ASSIGNMENT – Everything in the data below except the pictures must be repeated word for word.

= = =

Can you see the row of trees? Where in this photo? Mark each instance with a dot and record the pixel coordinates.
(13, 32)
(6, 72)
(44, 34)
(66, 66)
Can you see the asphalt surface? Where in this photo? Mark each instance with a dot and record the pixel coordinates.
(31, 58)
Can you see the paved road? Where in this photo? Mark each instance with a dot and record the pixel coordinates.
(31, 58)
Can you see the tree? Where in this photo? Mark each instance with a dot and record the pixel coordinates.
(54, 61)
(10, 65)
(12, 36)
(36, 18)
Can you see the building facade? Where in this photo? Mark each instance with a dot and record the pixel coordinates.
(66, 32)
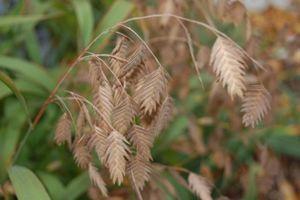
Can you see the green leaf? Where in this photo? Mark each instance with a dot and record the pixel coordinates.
(85, 19)
(26, 184)
(19, 19)
(77, 187)
(32, 46)
(29, 70)
(53, 185)
(117, 13)
(11, 85)
(16, 20)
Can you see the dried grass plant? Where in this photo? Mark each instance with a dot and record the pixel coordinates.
(131, 105)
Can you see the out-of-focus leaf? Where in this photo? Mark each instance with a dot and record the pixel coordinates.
(29, 70)
(18, 19)
(53, 185)
(26, 184)
(32, 46)
(23, 86)
(10, 133)
(85, 19)
(176, 128)
(77, 187)
(284, 144)
(117, 12)
(11, 85)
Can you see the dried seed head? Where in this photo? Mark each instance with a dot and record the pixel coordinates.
(63, 130)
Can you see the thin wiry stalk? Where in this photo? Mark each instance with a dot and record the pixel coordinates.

= = =

YOUR SOLUTION –
Can you see the row of trees? Where in this photo? Mark each instance with a dot and record the pixel coordinates.
(13, 32)
(6, 72)
(44, 34)
(66, 66)
Can you see the asphalt surface? Where in this photo? Mark each instance with a dot and record the pixel coordinates.
(31, 58)
Can you see the paved road? Where in this photo? Mark each instance with a dot and record the pixel coordinates.
(31, 58)
Can you see the tree? Where in this photo? Mark each instance with a dot and record the pixel coordinates.
(54, 61)
(10, 65)
(12, 36)
(36, 18)
Can you see the building facade? Where in this photo? Mark each instance with a dot and record the pixel coordinates.
(66, 32)
Can you see the green leaf? Where in this photo? Mark each instance with a dot and record the pixel coordinates.
(85, 19)
(26, 184)
(19, 19)
(77, 187)
(32, 46)
(29, 70)
(53, 185)
(117, 13)
(11, 85)
(16, 20)
Can you see the dried grass plant? Where in this photo? Mark each instance with a dot and record the pixel coordinates.
(131, 105)
Can you see the out-of-focus leaf? Where in this photo? Mark each instance with a dot and record the pixel coordinates.
(29, 70)
(18, 19)
(53, 185)
(26, 184)
(32, 46)
(23, 86)
(10, 133)
(85, 19)
(176, 128)
(77, 187)
(284, 144)
(117, 12)
(11, 85)
Can you see the dried seed head? Where in this photo? Mark each instance with a dot and record the pixel coordinates.
(63, 130)
Can you see the thin wiry stalk? Where in this photo? Mark each instance with a dot and record the pixel coordinates.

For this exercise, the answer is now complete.